__TEXT__
[Start of Attachment]

Aboriginal Canadian musician

Natasha Fisher is an aboriginal Canadian singer, songwriter, and producer from Thunder Bay, who resides in Toronto.

== Early life ==
Natasha Fisher was born to parents Anita and Roma Fisher, who are senior pastors at Faith City Church in Thunder Bay, where Fisher first sang as a child.
She began taking vocal lessons at age 14.
She is a member of the Long Lake 58 First Nation, an Ojibwe First Nation located in Northern Ontario. She has also Finnish ancestry. She sometimes sings with her sister, Hannah Fisher, performing together as the Fisher Sisters.
Classic Roots, Fisher's cousin, is an electronica and pow wow techno musician.

==Career==
After living in Thunder Bay until she was 18, Fisher moved to Toronto to advance her music career.
She describes her sound as Aboriginal-influenced electronic pop R&B.
She has covered different genres including hip hop and R&B.
She says her Ojibwe heritage is an influence for her music.

In 2017, she released her original song Lie To Me off of her debut album Her. The video for Lie To Me was recorded by Spun Creative and includes shots from Mount McKay and the surrounding area. The album depicts a young woman moving from a familiar home town, moving to a large city, leaving all the things she knows behind.
A relationship breakup forms the basis of different songs on the album.

In her interview with the Legacy of Hope Foundation's Roots and Hoot's podcast, Fisher describes a memory from childhood in relation to music. Specifically, the sounds of 60's and 70's music in her house as influenced by her father. They go on to detail how Fisher's healing has been influenced through her own journey with songwriting and music.

Prior to her performance at the DaVinci Centre with the Thunder Bay Symphony Orchestra on March 28, 2025, the program released by the Thunder Bay Symphony and Orchestra, stated that the event would feature the collaborative music of First Nations inspired sounds and orchestral embellishment. The program outlined the power of Fisher's artistry and the uniqueness shared from incorporating her own journey and culture into her work. This performance featured both singer Natasha Fisher and RBC Resident Conductor Frédéric-Alexandre Michaud.

In a post-performance interview by Rick Garrick, Fisher says, "It was a really good experience — I feel honoured to sing with such talented musicians and just be a part of this ensemble that created this event"[.] Natasha Fisher shared this performance with childhood friend and fellow singer and songwriter Sara Kae. Garrick also shares another piece into Fisher's musical background when he talks about her travels to performances with Kae and her father during her childhood. Kae and her father are both citizens of the Red Rock Indian Band.

[End of Attachment]

__ACTIONS TO TAKE__
• a. Check the Natasha Fisher text against each statement below. For each one, answer yes or no and quote the words from the text that decide it.
(i) Fisher started vocal lessons at age 14.
(ii) Fisher moved to Toronto when she was 21.
(iii) Spun Creative recorded the video for Lie To Me.
• b. Extend the Natasha Fisher text, beginning right after its final sentence.

__STORED DATA__
[Start of Attachment]

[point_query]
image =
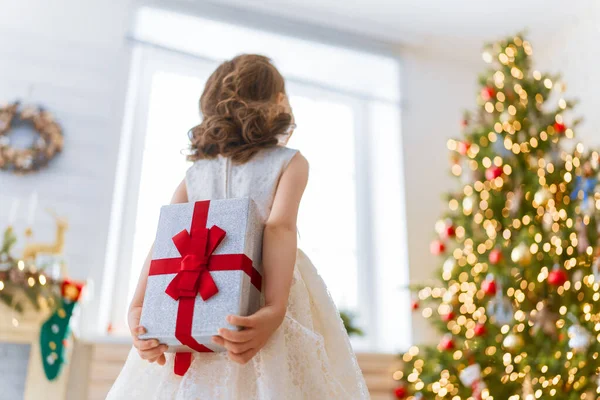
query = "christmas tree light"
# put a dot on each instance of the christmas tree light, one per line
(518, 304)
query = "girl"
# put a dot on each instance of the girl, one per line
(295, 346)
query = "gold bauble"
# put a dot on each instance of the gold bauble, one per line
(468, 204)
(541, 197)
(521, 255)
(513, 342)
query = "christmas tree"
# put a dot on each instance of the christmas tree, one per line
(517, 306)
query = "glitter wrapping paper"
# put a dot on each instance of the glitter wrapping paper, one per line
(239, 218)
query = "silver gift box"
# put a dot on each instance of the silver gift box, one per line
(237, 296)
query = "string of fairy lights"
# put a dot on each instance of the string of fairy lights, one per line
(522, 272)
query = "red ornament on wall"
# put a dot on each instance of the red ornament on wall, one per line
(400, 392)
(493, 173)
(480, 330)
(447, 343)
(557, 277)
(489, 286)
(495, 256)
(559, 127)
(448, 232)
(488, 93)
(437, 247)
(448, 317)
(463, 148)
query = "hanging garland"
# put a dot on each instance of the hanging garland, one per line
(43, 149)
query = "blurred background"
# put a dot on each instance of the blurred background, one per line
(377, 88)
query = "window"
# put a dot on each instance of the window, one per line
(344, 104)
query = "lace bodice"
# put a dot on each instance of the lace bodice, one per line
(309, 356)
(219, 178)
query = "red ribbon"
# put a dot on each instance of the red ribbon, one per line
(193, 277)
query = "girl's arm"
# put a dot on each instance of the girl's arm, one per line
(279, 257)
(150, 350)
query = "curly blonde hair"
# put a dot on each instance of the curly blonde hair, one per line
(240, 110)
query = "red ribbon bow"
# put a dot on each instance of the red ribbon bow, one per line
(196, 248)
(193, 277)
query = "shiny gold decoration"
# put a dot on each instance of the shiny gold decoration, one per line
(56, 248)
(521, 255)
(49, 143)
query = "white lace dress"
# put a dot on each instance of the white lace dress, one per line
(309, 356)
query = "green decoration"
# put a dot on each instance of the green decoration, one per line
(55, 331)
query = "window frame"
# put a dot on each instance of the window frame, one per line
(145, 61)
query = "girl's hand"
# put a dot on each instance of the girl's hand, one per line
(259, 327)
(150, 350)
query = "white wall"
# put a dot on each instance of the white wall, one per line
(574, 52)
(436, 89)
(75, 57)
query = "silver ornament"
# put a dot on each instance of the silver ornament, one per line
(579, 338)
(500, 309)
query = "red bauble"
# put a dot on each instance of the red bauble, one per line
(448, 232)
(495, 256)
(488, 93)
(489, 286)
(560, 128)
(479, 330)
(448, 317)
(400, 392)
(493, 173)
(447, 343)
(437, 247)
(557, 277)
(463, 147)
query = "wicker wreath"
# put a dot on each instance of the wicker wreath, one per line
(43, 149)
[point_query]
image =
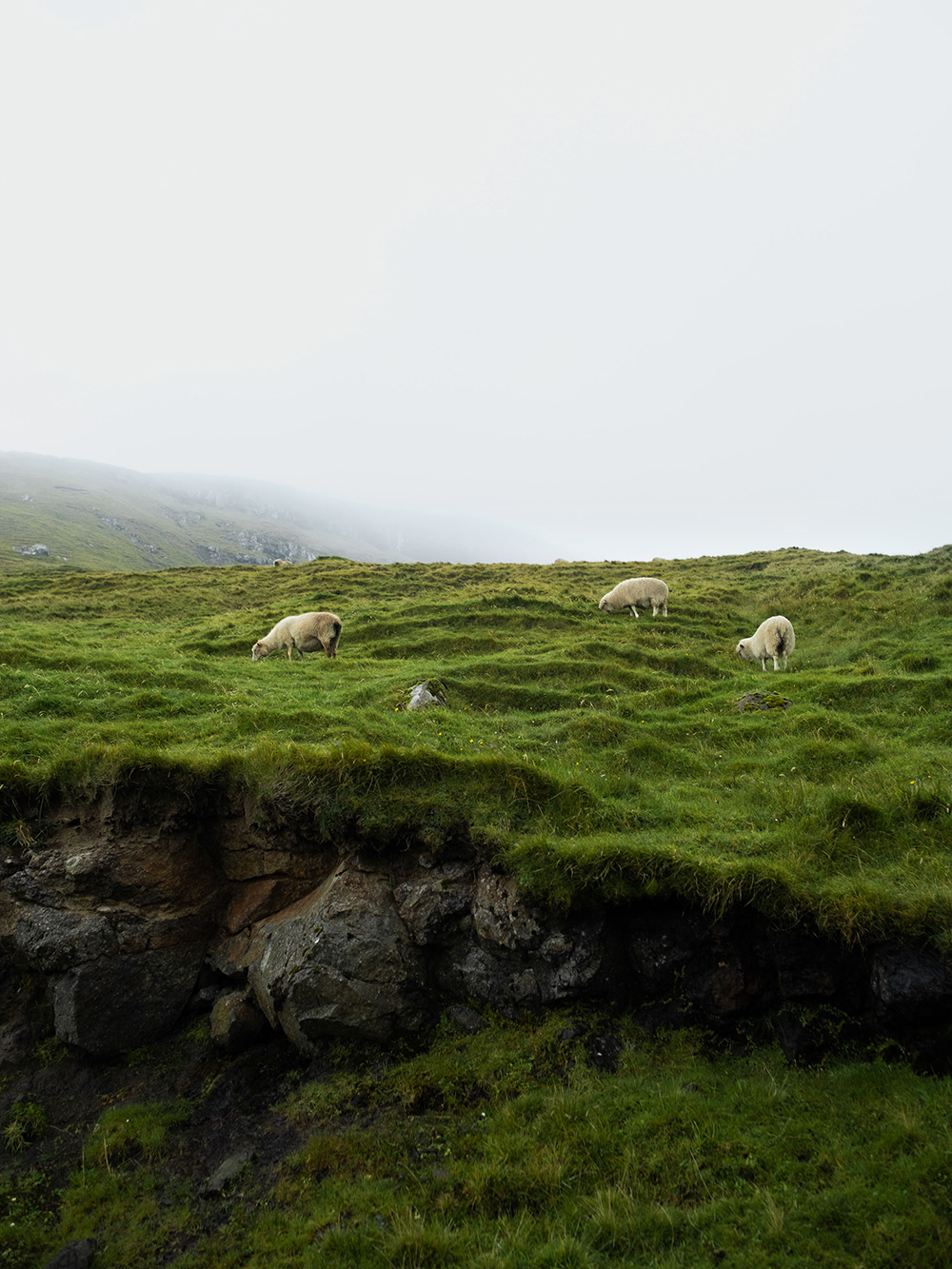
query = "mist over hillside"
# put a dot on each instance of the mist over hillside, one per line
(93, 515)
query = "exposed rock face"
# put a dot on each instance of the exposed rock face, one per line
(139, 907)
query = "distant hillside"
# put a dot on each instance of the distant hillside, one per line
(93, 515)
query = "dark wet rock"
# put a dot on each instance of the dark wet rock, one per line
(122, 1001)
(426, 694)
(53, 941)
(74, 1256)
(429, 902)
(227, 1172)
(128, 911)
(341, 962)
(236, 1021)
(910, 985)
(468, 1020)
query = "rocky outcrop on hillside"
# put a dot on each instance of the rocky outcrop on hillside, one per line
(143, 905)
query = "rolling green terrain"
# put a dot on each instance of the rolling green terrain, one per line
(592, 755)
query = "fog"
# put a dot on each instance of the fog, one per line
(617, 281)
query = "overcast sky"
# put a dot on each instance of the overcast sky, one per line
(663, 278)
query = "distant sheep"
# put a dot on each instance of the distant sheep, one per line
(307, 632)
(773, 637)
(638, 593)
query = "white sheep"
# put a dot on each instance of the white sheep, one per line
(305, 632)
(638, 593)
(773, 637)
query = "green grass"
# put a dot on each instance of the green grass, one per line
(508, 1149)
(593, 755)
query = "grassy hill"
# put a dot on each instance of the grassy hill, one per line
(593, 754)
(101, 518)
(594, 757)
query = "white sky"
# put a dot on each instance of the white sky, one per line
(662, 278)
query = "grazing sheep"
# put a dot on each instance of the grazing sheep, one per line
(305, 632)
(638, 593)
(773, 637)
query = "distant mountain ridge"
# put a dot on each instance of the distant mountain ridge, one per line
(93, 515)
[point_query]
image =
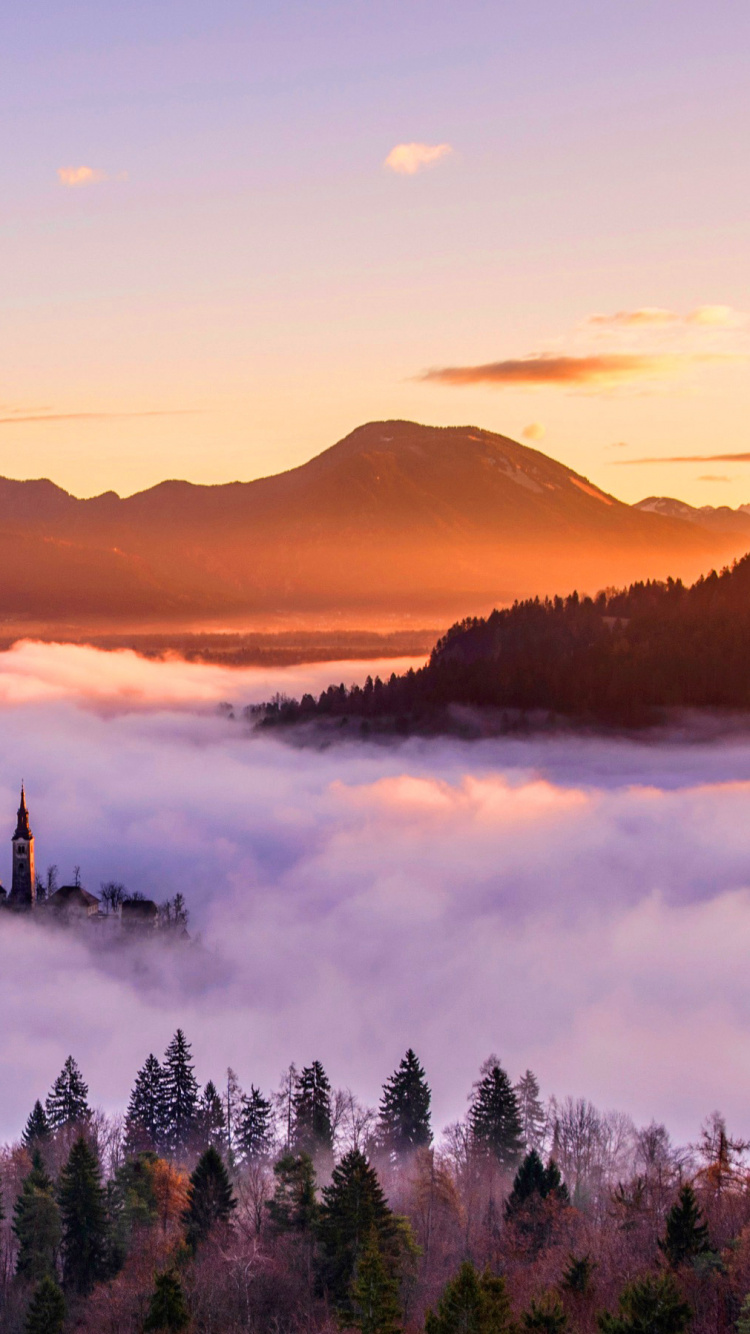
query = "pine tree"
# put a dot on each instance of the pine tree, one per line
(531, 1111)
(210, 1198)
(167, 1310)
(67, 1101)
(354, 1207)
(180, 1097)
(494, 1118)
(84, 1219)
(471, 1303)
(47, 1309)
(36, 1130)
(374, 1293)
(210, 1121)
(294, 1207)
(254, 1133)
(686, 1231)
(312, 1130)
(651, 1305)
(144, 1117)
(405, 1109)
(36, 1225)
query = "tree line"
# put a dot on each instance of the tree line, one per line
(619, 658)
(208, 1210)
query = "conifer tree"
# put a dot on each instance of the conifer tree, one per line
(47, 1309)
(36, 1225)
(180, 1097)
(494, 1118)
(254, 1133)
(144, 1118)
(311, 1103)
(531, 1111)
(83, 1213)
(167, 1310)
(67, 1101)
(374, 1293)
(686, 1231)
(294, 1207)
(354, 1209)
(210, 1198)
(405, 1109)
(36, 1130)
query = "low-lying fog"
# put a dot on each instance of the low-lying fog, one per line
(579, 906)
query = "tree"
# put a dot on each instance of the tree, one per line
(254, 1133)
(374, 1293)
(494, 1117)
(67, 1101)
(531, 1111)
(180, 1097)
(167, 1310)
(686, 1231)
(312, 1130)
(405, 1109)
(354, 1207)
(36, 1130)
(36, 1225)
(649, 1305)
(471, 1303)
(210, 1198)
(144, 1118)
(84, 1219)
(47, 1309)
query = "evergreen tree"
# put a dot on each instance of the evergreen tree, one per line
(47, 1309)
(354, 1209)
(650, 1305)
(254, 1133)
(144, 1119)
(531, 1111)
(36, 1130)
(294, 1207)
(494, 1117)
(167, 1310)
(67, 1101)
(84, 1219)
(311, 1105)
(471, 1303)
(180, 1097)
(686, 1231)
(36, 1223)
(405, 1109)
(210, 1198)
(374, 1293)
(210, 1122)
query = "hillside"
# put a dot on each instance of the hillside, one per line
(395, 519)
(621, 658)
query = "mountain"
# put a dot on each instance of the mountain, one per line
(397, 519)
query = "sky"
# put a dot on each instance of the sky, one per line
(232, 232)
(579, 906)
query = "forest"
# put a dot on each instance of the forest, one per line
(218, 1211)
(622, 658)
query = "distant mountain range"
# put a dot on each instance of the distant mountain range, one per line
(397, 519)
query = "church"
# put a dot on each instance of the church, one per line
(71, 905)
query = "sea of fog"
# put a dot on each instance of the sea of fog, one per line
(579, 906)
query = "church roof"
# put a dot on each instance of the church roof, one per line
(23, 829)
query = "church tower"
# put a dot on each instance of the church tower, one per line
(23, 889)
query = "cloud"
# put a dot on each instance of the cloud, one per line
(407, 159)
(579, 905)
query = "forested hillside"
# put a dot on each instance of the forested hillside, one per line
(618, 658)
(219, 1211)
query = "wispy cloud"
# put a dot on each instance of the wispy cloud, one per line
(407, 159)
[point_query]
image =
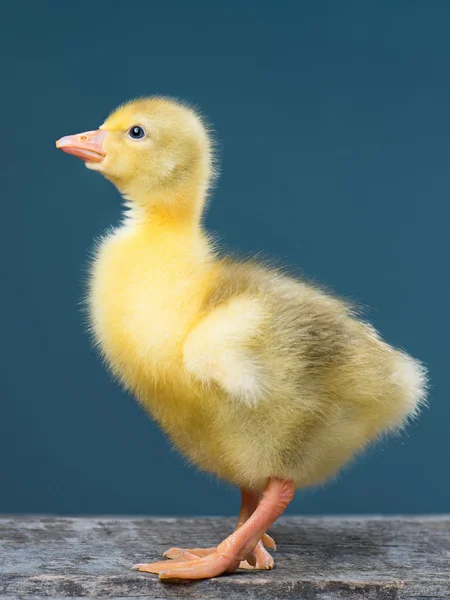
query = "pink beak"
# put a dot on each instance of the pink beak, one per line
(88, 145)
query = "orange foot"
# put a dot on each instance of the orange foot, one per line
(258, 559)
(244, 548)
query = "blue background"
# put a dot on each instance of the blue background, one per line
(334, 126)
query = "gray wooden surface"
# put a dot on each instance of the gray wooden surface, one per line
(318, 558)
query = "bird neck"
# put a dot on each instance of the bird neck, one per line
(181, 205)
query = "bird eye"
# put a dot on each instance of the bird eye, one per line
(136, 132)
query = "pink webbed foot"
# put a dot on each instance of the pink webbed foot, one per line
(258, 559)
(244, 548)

[End of Attachment]

__ANSWERS TO THE TASKS__
• a.
(i) Yes: "She began taking vocal lessons at age 14."
(ii) No: "After living in Thunder Bay until she was 18, Fisher moved to Toronto to advance her music career."
(iii) Yes: "The video for Lie To Me was recorded by Spun Creative"

• b.
In an interview with APTN News with Veronica Blackhawk, Fisher discussed upcoming performances and projects. She shared an upcoming song writing workshop with The University of Toronto, which connects to the work she does with her cousin Classic Roots. She discusses her new song which was dropped on January 24, 2025, called Another Stranger which she describes as "[her] fastest growing song so far".

Fisher has periodically toured with Classic Roots, performing at schools, and some northern Ontario First Nation communities.

Natasha Fisher has also modelled for the Indigenous Beauty Brand Cheekbone Beauty, which is an Indigenous owned beauty company founded by Jenn Harper. She was discovered and recruited for this opportunity through TikTok. In a CBC News article about Cheekbone beauty Fisher is quoted saying, "Cheekbone Beauty was the first Indigenous beauty company that I had ever seen[,] "[so] I really looked up to that brand." She added that "[she] feels the company's values align with her own, so the decision to work with Cheekbone Beauty was an easy one".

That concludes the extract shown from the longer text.